## PROBLEM REQUIREMENTS
Recast the material below as a two-column CSV with the headers front and back. Give one row per front-and-back pair, put each value in a single quoted field with line breaks turned into spaces, and leave the pictures out.

## INPUT FOR THIS TASK

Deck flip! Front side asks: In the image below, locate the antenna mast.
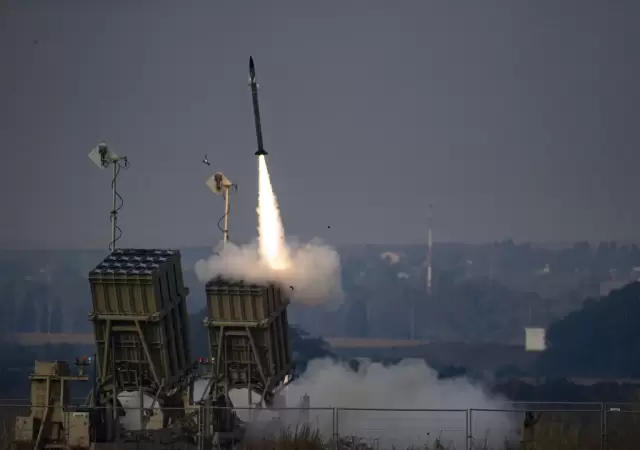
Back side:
[89,142,129,252]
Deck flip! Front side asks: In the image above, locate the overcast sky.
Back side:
[0,0,640,248]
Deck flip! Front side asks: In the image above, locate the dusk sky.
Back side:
[0,0,640,248]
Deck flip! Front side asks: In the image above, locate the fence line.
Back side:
[0,399,640,450]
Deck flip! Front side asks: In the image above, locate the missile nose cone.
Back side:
[249,56,256,82]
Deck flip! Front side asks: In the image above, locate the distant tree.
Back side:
[538,282,640,377]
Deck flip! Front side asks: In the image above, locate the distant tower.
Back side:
[427,204,433,295]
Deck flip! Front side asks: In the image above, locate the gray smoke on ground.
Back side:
[119,359,521,448]
[195,239,344,307]
[225,360,520,448]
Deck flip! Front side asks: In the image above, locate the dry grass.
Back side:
[0,407,640,450]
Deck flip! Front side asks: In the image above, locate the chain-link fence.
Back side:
[0,399,640,450]
[336,408,468,449]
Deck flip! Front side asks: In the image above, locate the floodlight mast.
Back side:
[222,187,229,247]
[89,142,129,251]
[206,172,238,247]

## PROBLEM SOLUTION
front,back
"Deck flip! Front side asks: In the image below, locate the antenna mast. Back side:","[89,142,129,252]"
"Deck flip! Front side asks: In the image above, locate the overcast sky. Back side:","[0,0,640,248]"
"Deck flip! Front side asks: In the image above, locate the dusk sky. Back side:","[0,0,640,248]"
"Deck flip! Front side asks: In the image above, locate the fence line. Back side:","[0,399,640,450]"
"Deck flip! Front side asks: In the image above, locate the missile nose cone. Back side:","[249,56,256,82]"
"Deck flip! Front side asks: In the image above, locate the distant tree. Back side:","[538,282,640,377]"
"Deck flip! Front side asks: In the image above, locate the distant tower. Back side:","[427,204,433,295]"
"Deck flip! Front side asks: In the image above, locate the gray smoke on ground. Back side:","[119,359,521,448] [195,239,344,307] [225,360,520,448]"
"Deck flip! Front side asks: In the image above, locate the dry grass. Back side:","[0,407,640,450]"
"Deck flip! Front side asks: In the image above, locate the chain-link fence. Back side:","[0,399,640,450] [336,408,468,449]"
"Deck flip! Front side asks: In the image above, locate the floodlight mast. Back side:","[222,187,229,247] [89,142,129,251] [206,172,238,247]"